Your goal
Reproduce the listing below line for line, changing nothing.

Information given
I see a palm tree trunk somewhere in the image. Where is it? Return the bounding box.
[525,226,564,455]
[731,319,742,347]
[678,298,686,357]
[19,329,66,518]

Full output
I see a palm tree trunk somewhere in the image. Where is it? Return the bounding box.
[525,226,564,455]
[731,319,742,347]
[678,298,686,357]
[19,329,66,518]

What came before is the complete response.